● **Input material**:
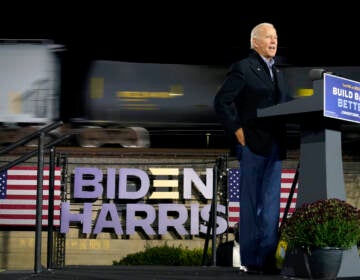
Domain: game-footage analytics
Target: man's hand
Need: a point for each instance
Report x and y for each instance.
(240, 136)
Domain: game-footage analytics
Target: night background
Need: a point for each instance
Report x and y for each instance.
(215, 33)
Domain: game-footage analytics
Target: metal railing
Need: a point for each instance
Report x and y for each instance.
(40, 134)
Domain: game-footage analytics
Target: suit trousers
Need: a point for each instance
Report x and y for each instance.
(260, 183)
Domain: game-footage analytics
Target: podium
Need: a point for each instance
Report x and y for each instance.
(321, 169)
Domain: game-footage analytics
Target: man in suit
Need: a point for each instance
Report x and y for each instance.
(253, 83)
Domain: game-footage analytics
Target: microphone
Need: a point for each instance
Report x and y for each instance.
(317, 74)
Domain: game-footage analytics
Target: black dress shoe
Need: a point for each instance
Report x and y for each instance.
(273, 270)
(251, 269)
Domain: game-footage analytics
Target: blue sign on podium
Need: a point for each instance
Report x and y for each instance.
(341, 98)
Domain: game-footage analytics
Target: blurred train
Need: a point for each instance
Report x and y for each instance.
(123, 103)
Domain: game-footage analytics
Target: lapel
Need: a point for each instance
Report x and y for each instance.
(259, 68)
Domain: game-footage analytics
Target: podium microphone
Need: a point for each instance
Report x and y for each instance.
(316, 74)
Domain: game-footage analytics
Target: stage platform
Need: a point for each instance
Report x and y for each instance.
(141, 273)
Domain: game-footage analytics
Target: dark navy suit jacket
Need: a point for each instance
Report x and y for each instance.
(248, 87)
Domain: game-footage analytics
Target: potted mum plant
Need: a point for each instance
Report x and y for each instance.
(322, 228)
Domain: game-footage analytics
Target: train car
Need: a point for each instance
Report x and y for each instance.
(151, 102)
(29, 86)
(130, 104)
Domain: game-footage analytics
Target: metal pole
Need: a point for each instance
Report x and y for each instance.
(39, 198)
(51, 209)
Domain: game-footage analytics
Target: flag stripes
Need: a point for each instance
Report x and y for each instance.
(19, 193)
(287, 177)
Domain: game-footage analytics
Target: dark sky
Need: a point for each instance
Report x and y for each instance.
(173, 33)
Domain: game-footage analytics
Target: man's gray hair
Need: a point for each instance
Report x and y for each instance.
(255, 31)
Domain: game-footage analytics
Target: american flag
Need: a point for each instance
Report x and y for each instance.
(18, 189)
(287, 176)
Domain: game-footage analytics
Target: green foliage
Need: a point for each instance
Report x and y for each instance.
(164, 255)
(323, 223)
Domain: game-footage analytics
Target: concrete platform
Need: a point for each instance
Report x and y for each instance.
(142, 273)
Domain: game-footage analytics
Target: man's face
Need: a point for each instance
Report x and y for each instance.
(265, 42)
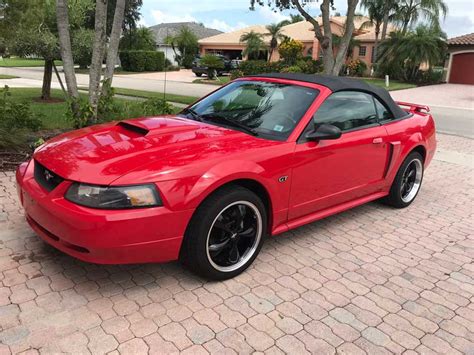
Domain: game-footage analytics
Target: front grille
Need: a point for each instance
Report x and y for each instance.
(46, 178)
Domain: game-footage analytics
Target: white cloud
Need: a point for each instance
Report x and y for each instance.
(167, 17)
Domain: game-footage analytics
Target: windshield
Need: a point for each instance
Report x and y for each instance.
(261, 108)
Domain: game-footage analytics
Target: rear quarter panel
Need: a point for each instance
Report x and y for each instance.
(407, 134)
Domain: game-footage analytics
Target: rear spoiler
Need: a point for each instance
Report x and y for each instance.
(414, 107)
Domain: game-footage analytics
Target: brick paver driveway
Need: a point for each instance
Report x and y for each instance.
(373, 279)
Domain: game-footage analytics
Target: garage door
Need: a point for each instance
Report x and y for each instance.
(462, 69)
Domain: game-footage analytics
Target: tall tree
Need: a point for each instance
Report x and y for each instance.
(29, 30)
(253, 44)
(98, 51)
(293, 19)
(410, 11)
(389, 11)
(114, 41)
(185, 46)
(62, 16)
(332, 62)
(375, 9)
(406, 52)
(275, 33)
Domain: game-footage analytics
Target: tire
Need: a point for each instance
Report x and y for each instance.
(401, 194)
(225, 233)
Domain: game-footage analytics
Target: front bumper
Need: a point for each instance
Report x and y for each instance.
(100, 236)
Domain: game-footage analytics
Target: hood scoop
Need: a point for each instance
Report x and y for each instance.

● **Challenge**:
Print out the material word for word, omitting the pictures.

● **Task response**:
Domain: game-footage analytics
Target: man's hand
Need: a point for each instance
Report x and y for each instance.
(240, 136)
Domain: game-footage analytics
Target: night background
Need: a point for each instance
Report x and y for each instance.
(215, 33)
Domain: game-footage analytics
Target: metal railing
Need: a point for each instance
Report x and y for each instance.
(40, 134)
Domain: game-footage analytics
Target: suit trousers
Need: a point for each instance
Report x and y for each instance.
(260, 183)
Domain: game-footage analytics
Target: podium
Need: a point for each instance
Report x and y for each instance.
(321, 169)
Domain: game-footage analytics
Target: man in suit
Need: a point for each instance
Report x and y for each instance.
(253, 83)
Domain: game-footage analytics
Target: microphone
Need: a point for each instance
Report x and y for each instance.
(317, 74)
Domain: game-footage analytics
Target: black dress shoe
Need: a point for each instance
Report x and y for each instance.
(273, 270)
(251, 269)
Domain: game-footage analytics
Target: blue sign on podium
Need: a point for each instance
Report x and y for each instance.
(341, 98)
Domain: game-footage analytics
Target: blurred train
Need: a point for each instance
Report x and y for each instance.
(123, 103)
Domain: game-footage analytics
Target: lapel
Need: a point for each instance
Report x and y for each instance.
(259, 68)
Domain: game-footage analytics
Target: podium microphone
Need: a point for each instance
Report x and y for each instance.
(316, 74)
Domain: game-footage analytics
Target: stage platform
Need: a point for each instance
Report x and y for each instance.
(141, 273)
Domain: game-footage analytics
Target: dark navy suit jacket
Need: a point for each instance
Report x and y for each instance.
(248, 87)
Domain: game-footage analytics
Target: potted mum plant
Need: a point for each instance
Report x and y for each instance.
(322, 228)
Domain: game-footage analytics
Target: train car
Need: a point for each instance
Report x and y for each instance.
(151, 102)
(29, 86)
(130, 104)
Domain: game-footage analytics
Target: metal pole
Need: a point for each instance
Report x and y for each instance.
(39, 198)
(51, 209)
Domain: game-footage analytics
Target: flag stripes
Need: a point for each instance
Report x and y for each instance.
(19, 193)
(287, 177)
Domain: game-footage analytics
Target: dark sky
Need: a point for each instance
Report x and y for each instance.
(173, 33)
Domain: game-footage analytics
Target: man's gray hair
Need: a point for each instance
Report x and y for each instance.
(255, 31)
Domain: game-footage analytics
Target: american flag
Need: a point for each instance
Report x and y for each instance.
(18, 189)
(287, 176)
Domain: game-footage analytics
Target: green foliage
Need: a point for each instance
Report x and y for each instance.
(164, 255)
(323, 223)
Domain: game-footage analytics
Target: concrete platform
Need: a point for each instance
Report x and y for each instance.
(142, 273)
Domain: game-footage analytics
Target: man's face
Need: a point for each instance
Report x and y for each instance.
(265, 42)
Domain: game-footage analytics
Target: front grille
Need: a point for each instance
Report x and y for each instance.
(46, 178)
Domain: game-footage analytics
Target: white cloud
Need: a point for each instance
Report x and y for each instance.
(167, 17)
Domain: game-footage analytics
Target: windshield
Need: a point for each instance
Report x and y for each instance.
(261, 108)
Domain: game-footage analytics
Target: rear quarter panel
Need: a point for each instance
Report x and y for each instance.
(407, 134)
Domain: game-footage analytics
Target: rear spoiler
Need: a point for each instance
Report x and y for each instance.
(414, 107)
Domain: game-footage analytics
Target: brick paver driveway
Need: a point for each instance
Report x and y for each instance.
(373, 279)
Domain: game-footage analytics
Target: garage door
Need: a point for each instance
Report x and y for each instance.
(462, 69)
Domain: game-footage analytics
Target: tall tree
Need: a point for each instance
Report x and y for each instance.
(29, 30)
(253, 44)
(98, 51)
(293, 19)
(410, 11)
(389, 11)
(114, 41)
(185, 46)
(62, 16)
(332, 62)
(375, 9)
(406, 52)
(275, 33)
Domain: game-footage analytics
Target: tire
Need: a point for each instance
Report x and y for each instance.
(401, 194)
(225, 233)
Domain: game-footage analytics
Target: front bumper
Need: a point for each instance
Report x and y for each instance.
(100, 236)
Domain: game-footage analytics
Target: hood scoop
Need: a point for each instance
Report x and y for each instance.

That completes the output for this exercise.